Task →
Quote the passage on the Western & Southern Open's charities word for word, starting with the words "The event benefits" and ending after the words "past 34 years.".

While delivering great tennis to the world is the main product, the Western & Southern Open's primary mission for decades has been to use the event as a force for good. Over the past decades the tournament has given more than $8.7 million directly to key community beneficieries.
The event benefits the following charities.
CINCINNATI'S CHILDREN'S HOSPITAL MEDICAL CENTER
The men's tournament has been played for the benefit of Cincinnati Children's since 1974. From its inception to 1987, the tournament proceeds have supported Treatment Center II. Approximately 11,000 patients were served in the dermatology, audiology, and ear, nose and throat clinics. From 1987 to the present, funds from the tournament support the Five Plus Clinic, a follow-up program for long-term survivors of childhood cancer. The clinic provides care for patients who have successfully overcome cancer and who require on-going follow-up visits with pediatric specialists. Donations to Cincinnati Children's have exceeded $7.7 million over the past 34 years.
BARRETT CANCER CENTER
The tournament named the Barrett Cancer Center as its beneficiary in 2004. The Barrett Cancer Center has a long-standing reputation for providing the most advanced and complete range of cancer services available in the region. It is a unique facility offering screening, diagnosis and treatment for all types of cancer at one central, convenient location. It has been ranked among the best in the US News and World Report guide to "America's Best Hospitals". It is located at University Hospital and is the cornerstone of the University of Cincinnati Cancer Center.
TENNIS FOR CITY YOUTH
The Inner City Tennis Project was established in 1986 to provide an affordable tennis experience to children in Greater Cincinnati, with an emphasis on increasing participation of inner city youth. ICTP offers a program that seeks to provide quality instruction along with a nurturing social environment, which will assist children to achieve personal goals both in the sport of tennis and in life. Over fifty participants have received scholarships to Division I and Division II colleges throughout the United States.

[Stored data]
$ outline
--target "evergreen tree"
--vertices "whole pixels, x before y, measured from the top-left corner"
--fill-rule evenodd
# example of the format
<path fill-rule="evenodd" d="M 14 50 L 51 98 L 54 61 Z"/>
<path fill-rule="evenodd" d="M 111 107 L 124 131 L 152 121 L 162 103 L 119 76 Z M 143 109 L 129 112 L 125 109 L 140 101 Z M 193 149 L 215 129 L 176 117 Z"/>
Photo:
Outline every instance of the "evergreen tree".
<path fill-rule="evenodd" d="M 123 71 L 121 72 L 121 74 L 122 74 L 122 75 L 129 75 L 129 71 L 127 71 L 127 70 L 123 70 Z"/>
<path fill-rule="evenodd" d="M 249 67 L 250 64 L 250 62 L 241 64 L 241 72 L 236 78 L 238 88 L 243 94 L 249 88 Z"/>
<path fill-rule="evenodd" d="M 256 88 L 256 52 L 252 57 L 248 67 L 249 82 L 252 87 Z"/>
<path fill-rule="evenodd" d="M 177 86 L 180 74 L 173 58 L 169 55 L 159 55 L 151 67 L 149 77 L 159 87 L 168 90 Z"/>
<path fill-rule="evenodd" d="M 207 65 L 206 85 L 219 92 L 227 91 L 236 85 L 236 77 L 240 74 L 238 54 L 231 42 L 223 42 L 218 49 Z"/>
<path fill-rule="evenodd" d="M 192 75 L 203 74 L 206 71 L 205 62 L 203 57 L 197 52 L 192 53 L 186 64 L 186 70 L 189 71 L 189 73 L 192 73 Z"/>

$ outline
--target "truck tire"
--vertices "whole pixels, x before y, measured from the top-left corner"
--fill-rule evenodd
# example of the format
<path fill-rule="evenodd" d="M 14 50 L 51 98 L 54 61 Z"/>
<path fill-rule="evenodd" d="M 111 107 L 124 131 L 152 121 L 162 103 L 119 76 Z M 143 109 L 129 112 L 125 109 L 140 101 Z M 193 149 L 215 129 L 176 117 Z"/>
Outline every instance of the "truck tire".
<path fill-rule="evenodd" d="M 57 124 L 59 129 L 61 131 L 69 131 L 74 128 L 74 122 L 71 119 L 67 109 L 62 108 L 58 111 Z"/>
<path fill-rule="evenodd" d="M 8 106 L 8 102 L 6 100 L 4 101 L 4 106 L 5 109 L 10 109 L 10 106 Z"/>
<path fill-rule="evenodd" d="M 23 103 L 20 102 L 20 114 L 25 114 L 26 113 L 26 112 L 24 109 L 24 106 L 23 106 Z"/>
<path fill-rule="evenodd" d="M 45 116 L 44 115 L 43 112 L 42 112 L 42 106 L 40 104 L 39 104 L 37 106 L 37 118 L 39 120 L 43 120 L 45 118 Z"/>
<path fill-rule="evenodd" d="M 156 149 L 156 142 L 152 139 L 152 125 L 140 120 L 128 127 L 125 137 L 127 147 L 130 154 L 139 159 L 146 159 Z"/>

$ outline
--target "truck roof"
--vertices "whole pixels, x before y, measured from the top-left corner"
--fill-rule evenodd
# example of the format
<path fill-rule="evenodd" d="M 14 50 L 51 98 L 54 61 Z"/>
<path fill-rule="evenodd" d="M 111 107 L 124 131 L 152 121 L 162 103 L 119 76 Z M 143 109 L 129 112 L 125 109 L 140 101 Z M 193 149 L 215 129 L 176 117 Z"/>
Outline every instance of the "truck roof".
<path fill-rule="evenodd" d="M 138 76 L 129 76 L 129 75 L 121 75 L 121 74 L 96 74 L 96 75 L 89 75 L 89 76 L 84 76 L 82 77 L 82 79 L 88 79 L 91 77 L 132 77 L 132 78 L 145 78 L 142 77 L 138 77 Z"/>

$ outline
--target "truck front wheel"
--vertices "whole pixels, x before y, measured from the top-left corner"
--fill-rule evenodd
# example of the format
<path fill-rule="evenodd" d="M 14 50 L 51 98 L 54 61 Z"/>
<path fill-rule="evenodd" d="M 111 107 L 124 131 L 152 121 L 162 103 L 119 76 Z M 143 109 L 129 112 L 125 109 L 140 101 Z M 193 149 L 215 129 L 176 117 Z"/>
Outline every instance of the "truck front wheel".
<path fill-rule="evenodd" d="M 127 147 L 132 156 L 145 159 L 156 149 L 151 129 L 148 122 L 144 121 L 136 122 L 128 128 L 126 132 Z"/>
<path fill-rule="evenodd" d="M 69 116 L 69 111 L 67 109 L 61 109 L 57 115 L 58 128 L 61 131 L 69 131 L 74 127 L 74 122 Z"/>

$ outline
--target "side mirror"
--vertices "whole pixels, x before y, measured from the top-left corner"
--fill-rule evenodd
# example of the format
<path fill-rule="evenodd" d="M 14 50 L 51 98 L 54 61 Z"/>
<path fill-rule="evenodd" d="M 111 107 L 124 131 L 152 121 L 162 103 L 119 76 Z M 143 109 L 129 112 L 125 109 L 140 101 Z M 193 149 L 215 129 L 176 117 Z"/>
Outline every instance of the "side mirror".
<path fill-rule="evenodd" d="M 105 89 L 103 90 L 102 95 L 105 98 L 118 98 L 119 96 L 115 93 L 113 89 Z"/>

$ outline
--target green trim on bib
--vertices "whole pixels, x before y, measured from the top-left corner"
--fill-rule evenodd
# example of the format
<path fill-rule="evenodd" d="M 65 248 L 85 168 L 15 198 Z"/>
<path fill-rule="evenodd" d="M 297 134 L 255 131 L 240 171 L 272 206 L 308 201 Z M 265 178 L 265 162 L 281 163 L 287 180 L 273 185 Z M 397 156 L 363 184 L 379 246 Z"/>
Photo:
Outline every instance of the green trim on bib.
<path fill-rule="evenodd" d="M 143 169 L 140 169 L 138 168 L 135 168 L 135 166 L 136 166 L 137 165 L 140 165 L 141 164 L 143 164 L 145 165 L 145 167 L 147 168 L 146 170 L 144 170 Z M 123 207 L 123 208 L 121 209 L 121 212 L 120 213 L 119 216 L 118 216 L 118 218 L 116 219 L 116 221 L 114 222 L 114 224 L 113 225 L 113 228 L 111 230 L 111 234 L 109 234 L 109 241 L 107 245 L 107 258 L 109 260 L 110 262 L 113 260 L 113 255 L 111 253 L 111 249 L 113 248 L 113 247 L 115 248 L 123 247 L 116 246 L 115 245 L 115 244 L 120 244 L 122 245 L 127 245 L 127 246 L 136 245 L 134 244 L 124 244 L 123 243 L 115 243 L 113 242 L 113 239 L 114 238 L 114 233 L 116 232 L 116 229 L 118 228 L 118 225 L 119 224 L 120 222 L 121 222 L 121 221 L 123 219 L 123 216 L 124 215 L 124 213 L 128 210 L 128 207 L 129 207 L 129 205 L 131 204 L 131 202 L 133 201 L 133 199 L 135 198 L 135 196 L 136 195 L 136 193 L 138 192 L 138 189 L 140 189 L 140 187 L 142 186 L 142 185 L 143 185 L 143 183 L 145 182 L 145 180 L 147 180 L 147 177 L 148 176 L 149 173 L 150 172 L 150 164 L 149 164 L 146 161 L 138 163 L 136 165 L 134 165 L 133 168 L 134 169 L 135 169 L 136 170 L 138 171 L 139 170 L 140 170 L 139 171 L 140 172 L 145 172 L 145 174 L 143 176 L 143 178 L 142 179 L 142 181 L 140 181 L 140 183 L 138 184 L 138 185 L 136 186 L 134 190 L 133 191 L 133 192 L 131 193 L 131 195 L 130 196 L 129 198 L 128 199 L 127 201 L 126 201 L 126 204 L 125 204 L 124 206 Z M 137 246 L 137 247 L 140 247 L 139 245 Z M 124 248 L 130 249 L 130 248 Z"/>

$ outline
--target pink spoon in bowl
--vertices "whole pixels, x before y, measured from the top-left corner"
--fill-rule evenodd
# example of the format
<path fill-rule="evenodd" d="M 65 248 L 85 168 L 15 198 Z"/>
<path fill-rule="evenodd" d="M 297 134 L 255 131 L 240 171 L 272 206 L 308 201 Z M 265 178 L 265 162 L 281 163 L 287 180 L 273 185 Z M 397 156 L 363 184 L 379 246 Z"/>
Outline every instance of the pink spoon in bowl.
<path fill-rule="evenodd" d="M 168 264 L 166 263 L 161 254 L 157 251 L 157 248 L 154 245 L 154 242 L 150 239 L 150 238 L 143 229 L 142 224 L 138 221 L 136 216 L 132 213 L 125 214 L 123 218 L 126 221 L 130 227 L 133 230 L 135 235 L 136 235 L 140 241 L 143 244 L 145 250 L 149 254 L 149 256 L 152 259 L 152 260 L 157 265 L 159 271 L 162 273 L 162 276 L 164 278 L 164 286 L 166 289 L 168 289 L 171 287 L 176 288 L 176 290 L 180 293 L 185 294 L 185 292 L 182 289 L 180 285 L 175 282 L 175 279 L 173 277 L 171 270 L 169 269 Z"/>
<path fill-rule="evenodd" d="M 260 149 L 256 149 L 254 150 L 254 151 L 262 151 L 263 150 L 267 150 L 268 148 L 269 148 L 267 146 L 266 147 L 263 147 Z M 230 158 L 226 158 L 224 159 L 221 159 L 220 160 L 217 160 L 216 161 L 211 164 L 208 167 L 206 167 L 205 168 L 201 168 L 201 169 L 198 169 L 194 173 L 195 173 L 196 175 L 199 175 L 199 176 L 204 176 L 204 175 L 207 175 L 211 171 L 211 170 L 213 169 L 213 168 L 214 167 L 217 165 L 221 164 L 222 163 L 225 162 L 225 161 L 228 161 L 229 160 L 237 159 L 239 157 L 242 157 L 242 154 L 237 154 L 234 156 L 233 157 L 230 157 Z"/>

Final answer →
The event benefits the following charities.
CINCINNATI'S CHILDREN'S HOSPITAL MEDICAL CENTER
The men's tournament has been played for the benefit of Cincinnati Children's since 1974. From its inception to 1987, the tournament proceeds have supported Treatment Center II. Approximately 11,000 patients were served in the dermatology, audiology, and ear, nose and throat clinics. From 1987 to the present, funds from the tournament support the Five Plus Clinic, a follow-up program for long-term survivors of childhood cancer. The clinic provides care for patients who have successfully overcome cancer and who require on-going follow-up visits with pediatric specialists. Donations to Cincinnati Children's have exceeded $7.7 million over the past 34 years.